Exercises to complete >>
(1) Reproduce the passage of the Have introduction from "Code generation is" up to and including "same as in Go.".
(2) Answer these questions using the Have introduction:
(a) What language does Have transpile to?
(b) Which two languages inspired Have's syntax?
(c) What is preferred for indentation in Have?

Text shown >>
════════════════
Introduction for Gophers

Caution! Have syntax has changed since this post was written, making it obsolete. More information here.

This is an introduction to Have, crafted specially for Go developers. Have is very closely related to Go, and its users (if there happen to be any, besides me) will probably be Go users too, so it is the first and (at the time of writing) the only introduction.

Bear in mind that this is an early stage project, and many things don’t work yet. Also, lots of stuff is likely to change after people point out all the blunders I made. So don’t rely on anything yet.

Hopefully, eventually there will be a proper spec too, but right now there’s just this loose and informal document.

And one more thing, in case you notice language (English, not Have) errors, please submit them too, I will appreciate it. If something doesn’t sound natural, it counts too. I did my best, but I’m not a native speaker so I never know.

What Have is

Have is a new programming language that transpiles to Go. It shares a lot with Go, the Go type system is a subset of the Have one, and libraries written in Go should feel natural to use in Have. Code written in Have should be accessible from Go too, in a way that is as elegant as possible (though not always idiomatic).

Code generation is already popular in the Gophersphere, it is often advised by the Go authors themselves and Go comes with tools that make it convenient. Have compiler can be seen just as yet another code generator.

Have syntax is inspired by Go and Python, but semantics is usually the same as in Go.

Goals

The main goal of Have is that of any other hobby project: to fill spare time with interesting activity.

As for more technical ones, assuming that Have gets any popular, I see it as a Go’s companion that is useful in some situations (e.g. writing generic, zero-cost data structures). Besides that, I wanted to test some ideas that could help write correct code. I use Go daily (and love it), writing code that ranges from video streaming servers to cluster orchestration tools. This means that faulty Go code wakes me up at night during my on-call duty. Guys from the Kubernetes project made a list of Go landmines - and I personally have a beef with each one of them. I tried to either fix or make it easier to steer clear of some of them in Have (which resulted in some more or less controversial changes).

In the long run, it would be great to grow an ecosystem of tools, just like Go, and I hope that the compiler implementation will be modular enough to allow it. And Have will need those tools, even more than Go: source mappers (so that stack traces are readable), code generation automation and caching tools, and so on.

Go has a cute mascot (too), but that’s just disguise - it is a serious project backed by a large corporation. Have is not a serious project, it’s just something I do at night when my wife and kid are asleep.

Syntax

Indentation

The most visible difference from Go is that Have is an indentation based language. It works similarily to Python, instead of { and }, use consistent indentation before every statement in a block (and put : before it). Tabs are preferred, and unfortunately we don’t have a tool like gofmt yet.

Instead of this:

if a() {
    b()
} else {
    c()
}

You should do this:

if a():
    b()
else:
    c()
════════════════
Input data >>
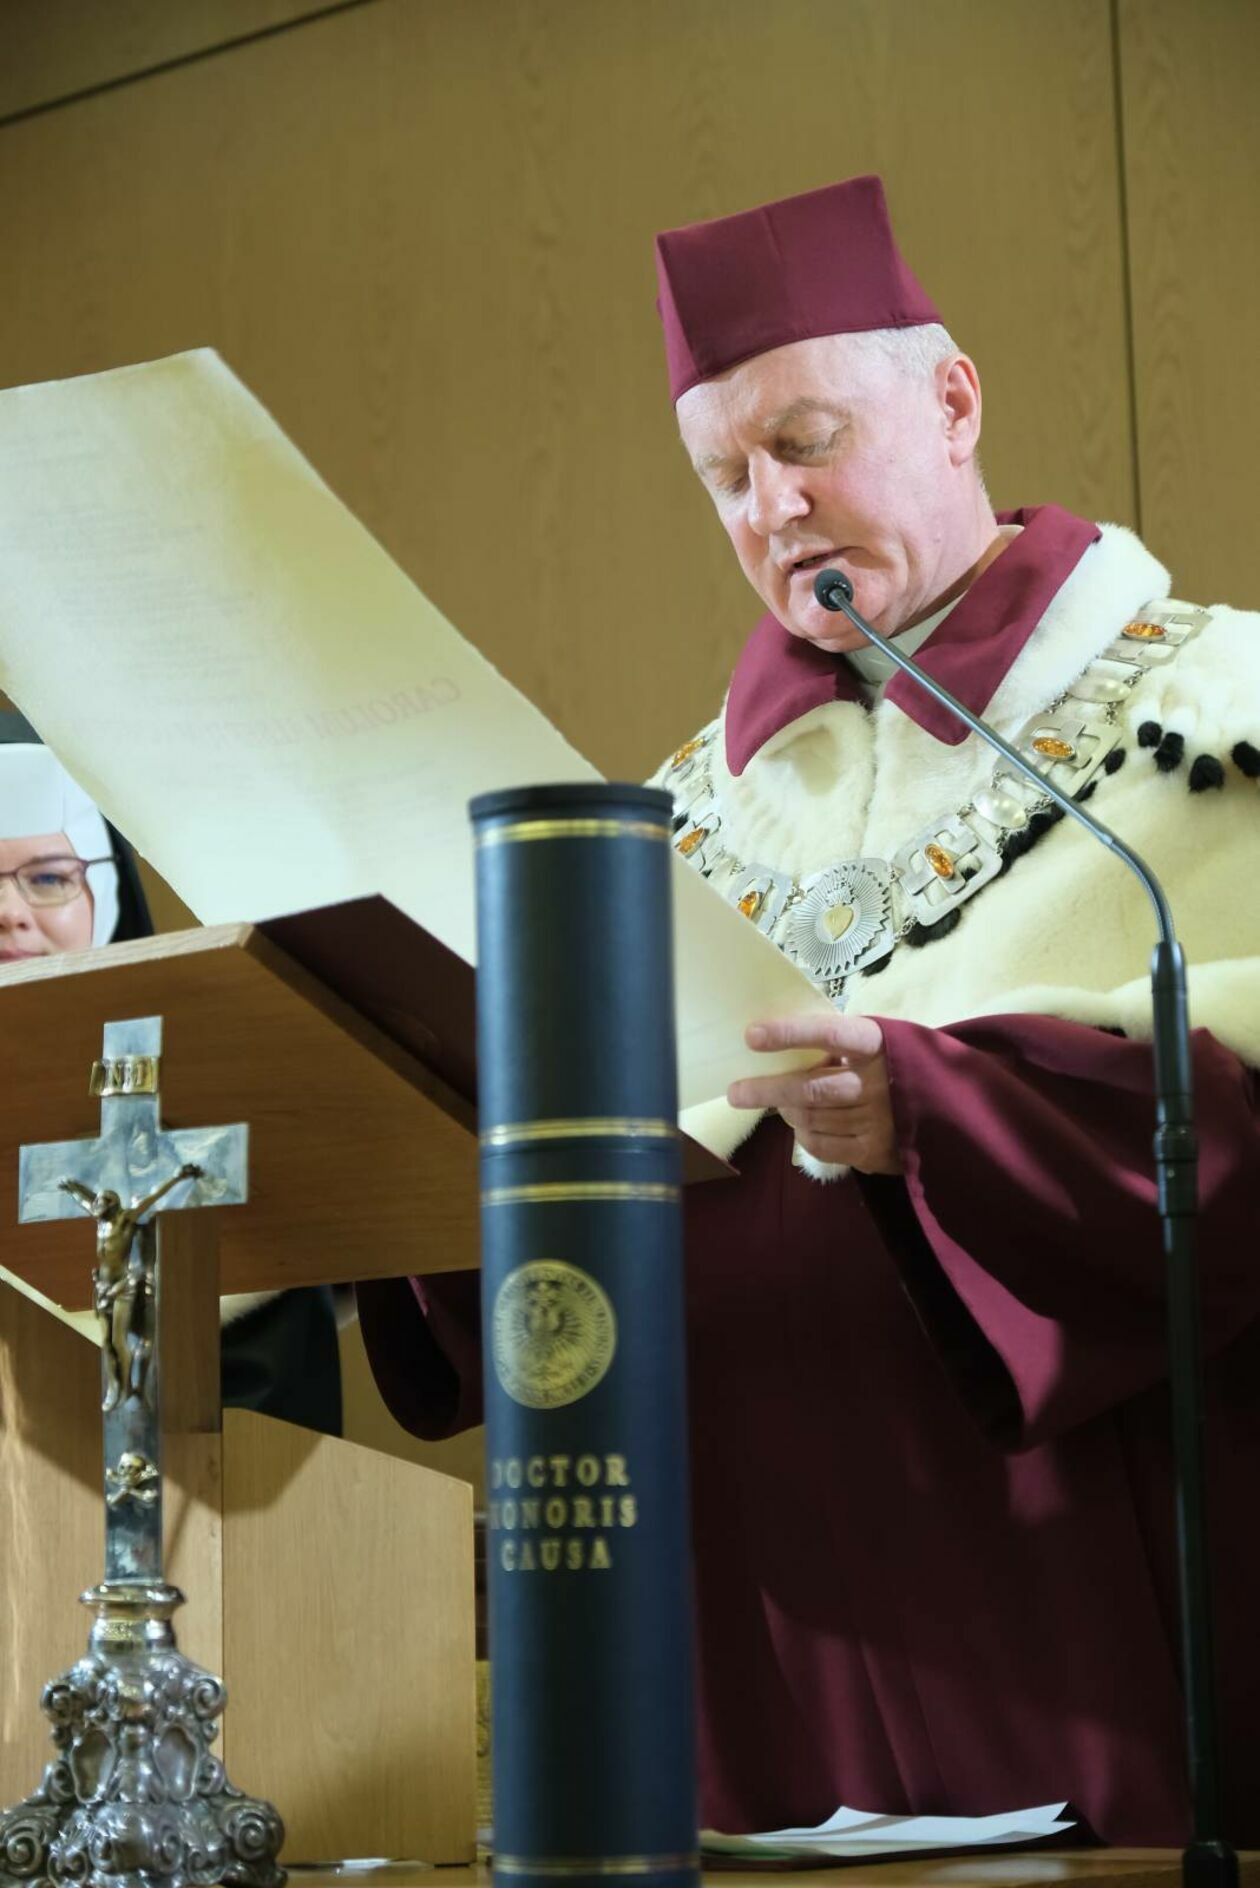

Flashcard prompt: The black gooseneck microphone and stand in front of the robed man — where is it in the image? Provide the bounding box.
[814,570,1237,1888]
════════════════
Exercise answers >>
(1)
Code generation is already popular in the Gophersphere, it is often advised by the Go authors themselves and Go comes with tools that make it convenient. Have compiler can be seen just as yet another code generator.

Have syntax is inspired by Go and Python, but semantics is usually the same as in Go.

(2)
(a) Go
(b) Go and Python
(c) Tabs